**TASK STATEMENT:**
Please return the full listing below without altering anything.
※ ※ ※
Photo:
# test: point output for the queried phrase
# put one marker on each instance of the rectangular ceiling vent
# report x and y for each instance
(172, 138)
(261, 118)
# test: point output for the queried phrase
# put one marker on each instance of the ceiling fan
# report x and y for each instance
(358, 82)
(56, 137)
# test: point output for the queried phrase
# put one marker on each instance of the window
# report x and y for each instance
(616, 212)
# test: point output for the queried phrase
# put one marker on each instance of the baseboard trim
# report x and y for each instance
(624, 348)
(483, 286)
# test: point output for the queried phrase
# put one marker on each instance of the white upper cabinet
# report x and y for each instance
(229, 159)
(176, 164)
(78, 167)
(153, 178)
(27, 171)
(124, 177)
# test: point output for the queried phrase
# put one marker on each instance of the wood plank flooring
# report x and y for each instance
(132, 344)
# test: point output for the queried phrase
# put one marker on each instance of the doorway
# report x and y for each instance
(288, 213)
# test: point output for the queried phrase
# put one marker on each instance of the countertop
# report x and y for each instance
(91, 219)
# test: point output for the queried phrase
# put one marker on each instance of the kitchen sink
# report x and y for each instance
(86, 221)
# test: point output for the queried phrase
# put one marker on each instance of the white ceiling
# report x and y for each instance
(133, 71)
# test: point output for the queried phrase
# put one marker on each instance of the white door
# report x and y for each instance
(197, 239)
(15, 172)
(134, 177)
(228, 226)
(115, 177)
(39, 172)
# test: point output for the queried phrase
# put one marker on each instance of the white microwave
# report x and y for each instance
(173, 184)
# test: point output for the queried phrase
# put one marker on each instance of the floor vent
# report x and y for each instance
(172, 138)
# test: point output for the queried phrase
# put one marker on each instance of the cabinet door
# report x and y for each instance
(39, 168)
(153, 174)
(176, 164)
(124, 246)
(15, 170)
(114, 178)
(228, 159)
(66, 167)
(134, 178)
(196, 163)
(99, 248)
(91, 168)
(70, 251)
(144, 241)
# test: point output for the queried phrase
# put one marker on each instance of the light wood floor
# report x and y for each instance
※ ※ ※
**PROBLEM SOLUTION:**
Photo:
# test: point output for the queried phrase
# put one marker on each instance of the rectangular ceiling vent
# report x and y for each instance
(172, 138)
(261, 118)
# test: point output for the queried phrase
# put one marker on each instance of the ceiling fan
# report x and y for each instance
(358, 82)
(56, 137)
# test: point output for the queried phrase
# put one marker on each instance of the window
# report x and y for each instance
(616, 212)
# test: point output for the queried phrase
# put one marker on each instance of the baseboard trim
# report x and y for each instance
(624, 348)
(483, 286)
# test: point output for the queried phrase
# put one marker on each instance of the white upper cabinet
# report x and y for each instance
(229, 159)
(176, 164)
(78, 167)
(153, 178)
(27, 171)
(124, 177)
# test: point output for the queried phrase
# put one marker on each instance of the wood plank flooring
# report x and y for each instance
(132, 344)
# test: point output for the queried phrase
# put one marker on each instance of the doorway
# report x and y for each instance
(288, 213)
# test: point output for the queried phrase
# put one marker on each instance of the countertop
# report x and y for each instance
(91, 219)
# test: point output for the queried phrase
# put one marker on each instance of the kitchen sink
# report x and y for each instance
(86, 221)
# test: point output for the queried phrase
# put one marker on each instance of the white ceiling
# report x and y for each instance
(133, 71)
# test: point output for the queried phrase
# put one marker on each instance of the white door
# report x and y for each instance
(197, 239)
(15, 172)
(134, 177)
(228, 226)
(115, 177)
(39, 172)
# test: point output for the queried phrase
# put one marker on each instance of the white microwave
# report x and y for each instance
(173, 184)
# test: point output for the queried phrase
# put one marker on each instance of the floor vent
# report x and y for each instance
(172, 138)
# test: point output for the queried phrase
# put one marker on each instance of the cabinet door
# report x and y for each instance
(39, 168)
(153, 174)
(176, 164)
(124, 246)
(15, 170)
(114, 178)
(228, 159)
(66, 167)
(134, 178)
(196, 163)
(99, 248)
(91, 168)
(70, 251)
(144, 241)
# test: point output for the queried phrase
# put one marker on each instance of the light wood floor
# report x and y for each instance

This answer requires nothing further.